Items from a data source
::::

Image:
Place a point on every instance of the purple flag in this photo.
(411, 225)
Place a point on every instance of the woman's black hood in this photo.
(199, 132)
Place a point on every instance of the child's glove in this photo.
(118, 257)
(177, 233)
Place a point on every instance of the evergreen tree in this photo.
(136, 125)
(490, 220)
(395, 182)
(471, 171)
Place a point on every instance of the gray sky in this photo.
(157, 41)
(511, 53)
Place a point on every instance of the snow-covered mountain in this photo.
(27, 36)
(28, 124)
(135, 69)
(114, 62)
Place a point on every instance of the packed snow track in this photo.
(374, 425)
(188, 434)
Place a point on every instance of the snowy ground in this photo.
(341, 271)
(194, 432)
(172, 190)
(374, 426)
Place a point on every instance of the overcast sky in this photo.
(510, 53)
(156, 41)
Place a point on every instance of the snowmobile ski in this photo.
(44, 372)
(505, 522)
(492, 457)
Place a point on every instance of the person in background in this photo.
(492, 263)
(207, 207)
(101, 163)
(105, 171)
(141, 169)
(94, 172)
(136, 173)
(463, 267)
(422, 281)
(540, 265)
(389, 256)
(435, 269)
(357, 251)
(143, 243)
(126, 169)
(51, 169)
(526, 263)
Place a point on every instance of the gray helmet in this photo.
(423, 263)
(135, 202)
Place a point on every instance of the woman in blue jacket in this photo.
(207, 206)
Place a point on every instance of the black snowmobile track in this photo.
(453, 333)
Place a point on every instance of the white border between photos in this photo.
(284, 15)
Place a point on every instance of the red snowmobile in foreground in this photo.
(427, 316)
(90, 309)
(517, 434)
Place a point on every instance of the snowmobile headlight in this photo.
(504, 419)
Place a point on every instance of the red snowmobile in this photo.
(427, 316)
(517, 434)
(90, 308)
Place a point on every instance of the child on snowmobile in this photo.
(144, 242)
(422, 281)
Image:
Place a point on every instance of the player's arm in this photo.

::::

About this task
Word for word, write out all of the entries again.

Solved problem
Image:
Place a point on every instance of the purple flag in this photo.
(411, 225)
Place a point on every instance of the woman's black hood in this photo.
(199, 132)
Place a point on every instance of the child's glove in this photo.
(118, 257)
(177, 233)
Place a point on every instance of the evergreen tree in this photo.
(136, 125)
(490, 220)
(395, 182)
(471, 171)
Place a point on every instance of the gray sky in this photo.
(157, 41)
(511, 53)
Place a point on every instance of the snow-covered mountain in this photo.
(27, 36)
(28, 124)
(135, 69)
(114, 62)
Place a point on every instance of the packed snow track in this photo.
(374, 425)
(188, 434)
Place a point on every instance of the snowy ground in this photo.
(341, 271)
(194, 432)
(172, 190)
(374, 426)
Place a point on every instance of the overcast sky in this photo.
(510, 53)
(156, 41)
Place a point on every instance of the snowmobile ski in this photo.
(44, 372)
(505, 522)
(492, 457)
Place a point on every instance of the person in background in this photo.
(492, 263)
(207, 207)
(101, 163)
(105, 171)
(141, 169)
(94, 172)
(136, 173)
(463, 267)
(422, 281)
(540, 265)
(389, 256)
(435, 269)
(357, 251)
(143, 243)
(126, 169)
(51, 169)
(526, 263)
Place a point on every instance of the gray helmet in this photo.
(423, 263)
(135, 202)
Place a point on every instance of the woman in blue jacket in this photo.
(207, 206)
Place a point on every instance of the black snowmobile track in this photo.
(453, 333)
Place a point on every instance of the white border between photos in this photo.
(284, 15)
Place a point on every instance of the red snowmobile in foreground in this photo.
(427, 316)
(90, 309)
(517, 434)
Place a point on every instance of the snowmobile headlight in this photo.
(504, 419)
Place a point on every instance of the red snowmobile in this photo.
(427, 316)
(517, 434)
(90, 308)
Place a point on every instance of the child on snowmobile in this photo.
(144, 242)
(422, 281)
Image:
Place a point on every instance of the player's arm in this photo.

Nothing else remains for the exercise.